## SOURCE DOCUMENT:

______

I'm writing because I'm alone and tired of hiding what I am. I only know I was born with the desires I have. I'm a boylover. I can't change what I am, I've tried. I can't drown what I am in alcohol, I've tried. What am I to do? Drugs, alcohol, Christ, and I still have the feelings I have, what am I to do? I tell people I wish I could live in a cave, they don't know why, I can't tell them. I'm so alone. I love Christ, and want to serve Him with all my heart, but I can't change who I am or what I am. The feelings are there, and they won't go away. I resist for awhile, and then I look, and wish, and hope, only to be dissapointed again, because it's not real, it can never last. How can you love something for a season? I'm not homosexual as far as liking other men, I don't even have feelings for other men, just boys.
I don't understand why God has called someone like me. How can I live a life pure in heart, free from guilt and shame. I struggle daily with these feelings of remorse. I can't shake the fact that I'm a Christian boylover, is this even possible, I ask myself. For this reason I've ran from God, only to be called back time and time again. God won't give up on me, even though I've given up on myself, and allowed the Devil to rule in my life figuring there is no hope of change, so why try, but the emptiness without God ruling is unbearable as well. Which way do I turn?

______

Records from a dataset
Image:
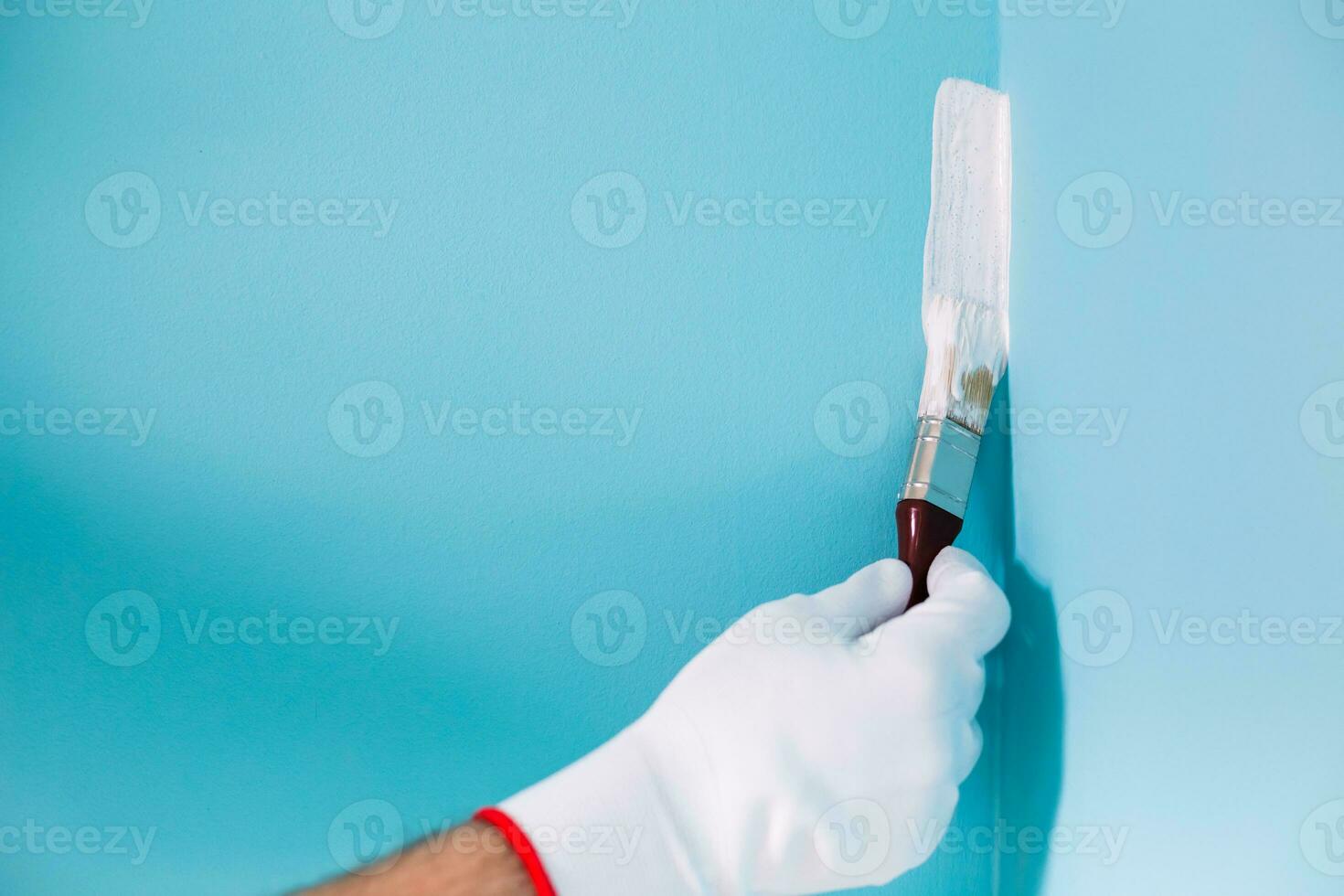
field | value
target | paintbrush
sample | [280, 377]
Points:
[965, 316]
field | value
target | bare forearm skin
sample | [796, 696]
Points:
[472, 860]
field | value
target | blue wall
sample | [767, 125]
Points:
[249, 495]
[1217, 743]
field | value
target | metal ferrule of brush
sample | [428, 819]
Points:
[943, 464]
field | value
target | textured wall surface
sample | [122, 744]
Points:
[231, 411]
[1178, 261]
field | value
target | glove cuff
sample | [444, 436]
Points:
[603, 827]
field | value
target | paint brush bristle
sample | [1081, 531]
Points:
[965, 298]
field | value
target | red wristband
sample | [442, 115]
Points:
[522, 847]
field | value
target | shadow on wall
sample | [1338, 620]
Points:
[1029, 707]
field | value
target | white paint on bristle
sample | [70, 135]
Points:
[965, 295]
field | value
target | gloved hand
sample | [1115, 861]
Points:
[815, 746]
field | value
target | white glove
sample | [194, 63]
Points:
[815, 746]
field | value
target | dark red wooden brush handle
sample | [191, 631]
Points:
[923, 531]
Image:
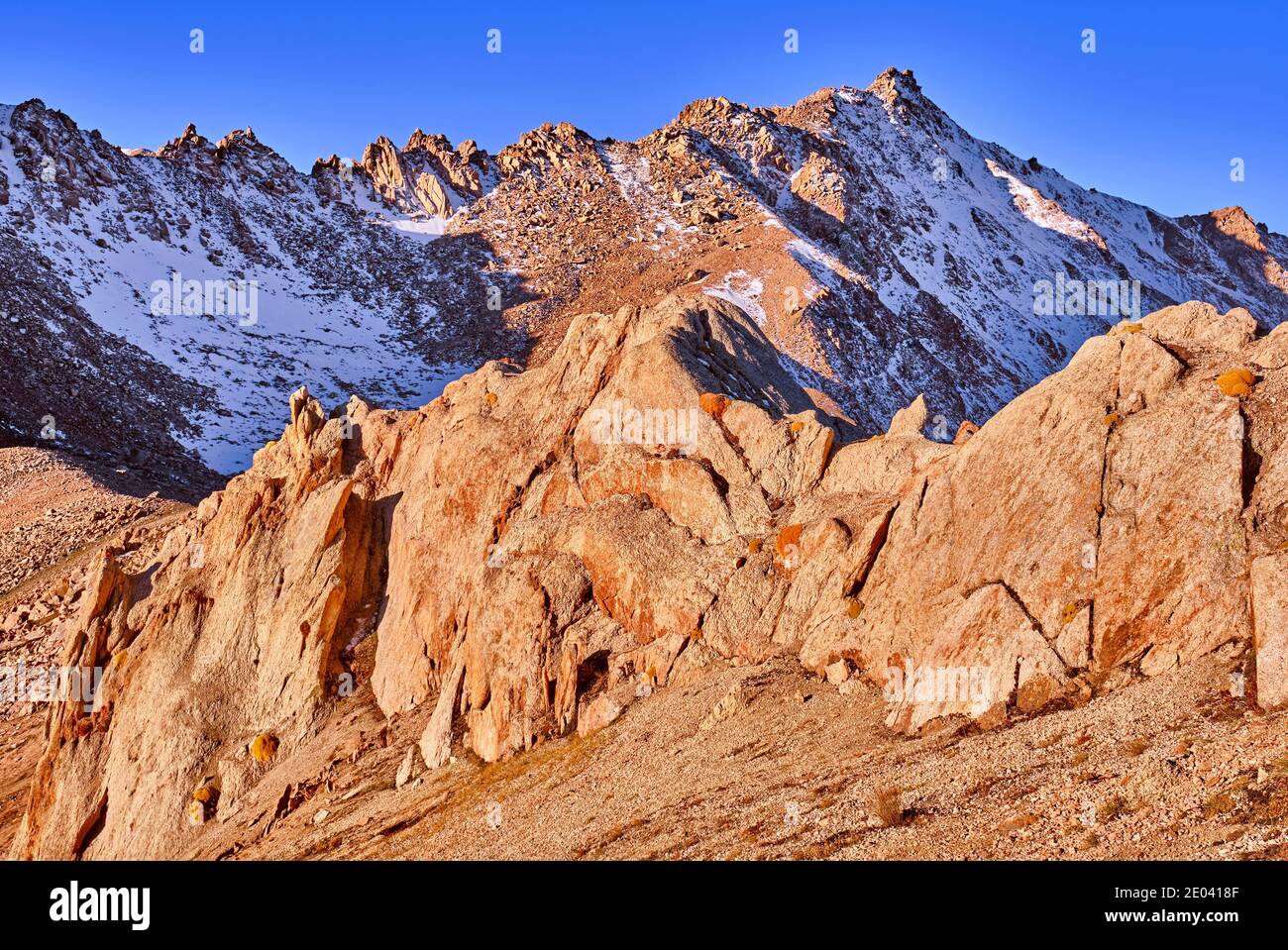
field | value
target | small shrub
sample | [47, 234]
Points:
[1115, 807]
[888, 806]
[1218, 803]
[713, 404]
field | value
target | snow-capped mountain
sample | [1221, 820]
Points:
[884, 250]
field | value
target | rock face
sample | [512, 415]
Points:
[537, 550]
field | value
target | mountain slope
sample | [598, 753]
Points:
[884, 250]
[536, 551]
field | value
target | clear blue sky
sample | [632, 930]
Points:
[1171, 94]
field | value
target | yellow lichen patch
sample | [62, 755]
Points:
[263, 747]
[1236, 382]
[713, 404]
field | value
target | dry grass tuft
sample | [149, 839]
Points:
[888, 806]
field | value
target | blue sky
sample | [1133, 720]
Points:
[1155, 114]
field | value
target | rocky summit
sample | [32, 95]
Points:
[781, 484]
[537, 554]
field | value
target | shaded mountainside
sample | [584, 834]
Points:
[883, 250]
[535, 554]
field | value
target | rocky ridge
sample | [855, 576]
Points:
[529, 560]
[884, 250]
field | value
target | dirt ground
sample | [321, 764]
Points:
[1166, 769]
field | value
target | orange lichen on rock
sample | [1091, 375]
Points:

______

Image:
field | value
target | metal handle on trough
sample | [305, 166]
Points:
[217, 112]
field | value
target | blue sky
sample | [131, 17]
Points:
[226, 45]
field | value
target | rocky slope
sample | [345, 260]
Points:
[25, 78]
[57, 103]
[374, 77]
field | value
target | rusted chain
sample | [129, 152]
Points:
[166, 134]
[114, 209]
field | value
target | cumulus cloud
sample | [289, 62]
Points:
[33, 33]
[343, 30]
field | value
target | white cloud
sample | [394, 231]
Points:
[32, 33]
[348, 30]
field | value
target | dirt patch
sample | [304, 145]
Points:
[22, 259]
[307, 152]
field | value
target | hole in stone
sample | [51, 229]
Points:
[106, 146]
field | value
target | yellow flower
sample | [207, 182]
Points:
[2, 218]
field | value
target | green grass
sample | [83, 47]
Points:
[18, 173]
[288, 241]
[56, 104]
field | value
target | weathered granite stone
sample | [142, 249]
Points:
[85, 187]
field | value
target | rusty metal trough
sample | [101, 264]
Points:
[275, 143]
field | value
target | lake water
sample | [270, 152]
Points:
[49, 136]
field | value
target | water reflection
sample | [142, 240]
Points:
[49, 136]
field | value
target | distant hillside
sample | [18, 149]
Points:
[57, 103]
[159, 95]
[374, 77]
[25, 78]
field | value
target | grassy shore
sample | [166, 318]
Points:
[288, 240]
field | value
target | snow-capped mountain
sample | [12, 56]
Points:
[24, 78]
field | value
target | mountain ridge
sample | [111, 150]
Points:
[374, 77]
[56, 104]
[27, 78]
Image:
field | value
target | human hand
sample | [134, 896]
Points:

______

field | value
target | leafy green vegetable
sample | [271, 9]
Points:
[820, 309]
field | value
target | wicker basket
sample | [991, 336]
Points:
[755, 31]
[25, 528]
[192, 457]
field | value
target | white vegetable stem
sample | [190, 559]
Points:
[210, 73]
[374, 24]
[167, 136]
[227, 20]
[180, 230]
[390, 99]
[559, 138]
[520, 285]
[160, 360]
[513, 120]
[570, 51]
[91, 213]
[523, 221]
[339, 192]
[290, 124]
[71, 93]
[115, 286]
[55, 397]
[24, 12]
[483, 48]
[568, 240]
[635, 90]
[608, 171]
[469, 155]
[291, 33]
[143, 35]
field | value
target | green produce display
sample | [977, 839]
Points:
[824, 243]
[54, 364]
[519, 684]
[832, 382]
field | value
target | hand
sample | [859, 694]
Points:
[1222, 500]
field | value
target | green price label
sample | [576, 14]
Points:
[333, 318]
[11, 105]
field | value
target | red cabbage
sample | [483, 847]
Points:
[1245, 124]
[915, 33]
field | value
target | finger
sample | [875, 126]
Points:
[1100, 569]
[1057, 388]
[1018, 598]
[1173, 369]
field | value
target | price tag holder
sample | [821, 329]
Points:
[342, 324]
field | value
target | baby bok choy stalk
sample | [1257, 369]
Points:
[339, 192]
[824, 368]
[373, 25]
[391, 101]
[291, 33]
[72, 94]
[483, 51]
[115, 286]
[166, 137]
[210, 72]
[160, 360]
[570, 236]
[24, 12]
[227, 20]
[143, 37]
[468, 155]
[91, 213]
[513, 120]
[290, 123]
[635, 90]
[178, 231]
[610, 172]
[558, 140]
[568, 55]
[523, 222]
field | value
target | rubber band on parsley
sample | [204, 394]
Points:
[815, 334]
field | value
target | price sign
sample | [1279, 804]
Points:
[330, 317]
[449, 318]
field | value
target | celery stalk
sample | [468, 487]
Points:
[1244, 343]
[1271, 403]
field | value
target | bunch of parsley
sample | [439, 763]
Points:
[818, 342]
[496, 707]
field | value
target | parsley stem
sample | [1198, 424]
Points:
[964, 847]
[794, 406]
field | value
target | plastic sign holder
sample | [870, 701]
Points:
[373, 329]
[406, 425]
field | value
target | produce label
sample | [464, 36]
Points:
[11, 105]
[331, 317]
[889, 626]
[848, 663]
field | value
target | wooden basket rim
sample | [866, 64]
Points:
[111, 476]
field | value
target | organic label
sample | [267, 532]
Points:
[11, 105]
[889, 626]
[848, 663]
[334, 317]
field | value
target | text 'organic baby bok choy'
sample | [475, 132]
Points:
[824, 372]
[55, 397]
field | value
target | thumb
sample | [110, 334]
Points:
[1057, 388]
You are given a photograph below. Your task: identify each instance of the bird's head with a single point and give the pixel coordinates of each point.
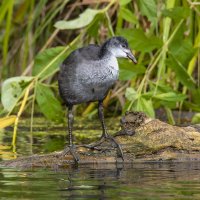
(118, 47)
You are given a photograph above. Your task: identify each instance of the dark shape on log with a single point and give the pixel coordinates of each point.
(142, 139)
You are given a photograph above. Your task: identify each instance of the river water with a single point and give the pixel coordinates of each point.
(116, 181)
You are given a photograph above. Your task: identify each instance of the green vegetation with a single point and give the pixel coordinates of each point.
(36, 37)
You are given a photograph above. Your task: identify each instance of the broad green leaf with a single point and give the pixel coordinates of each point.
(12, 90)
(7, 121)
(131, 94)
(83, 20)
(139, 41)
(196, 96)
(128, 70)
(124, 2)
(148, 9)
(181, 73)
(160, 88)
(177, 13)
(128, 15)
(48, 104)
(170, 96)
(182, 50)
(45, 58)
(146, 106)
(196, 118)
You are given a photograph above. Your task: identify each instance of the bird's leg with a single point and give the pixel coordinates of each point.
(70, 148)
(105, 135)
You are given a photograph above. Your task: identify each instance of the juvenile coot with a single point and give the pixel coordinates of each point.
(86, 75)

______

## WORK TO DO:
• a. In the source document, what does the writer say they tried to drown their feelings in?
• b. Pull out every line of the records that contains the word "basket".

## COMPLETE ANSWERS:
• a. Alcohol.

• b.
target | wicker basket
target | wooden basket rim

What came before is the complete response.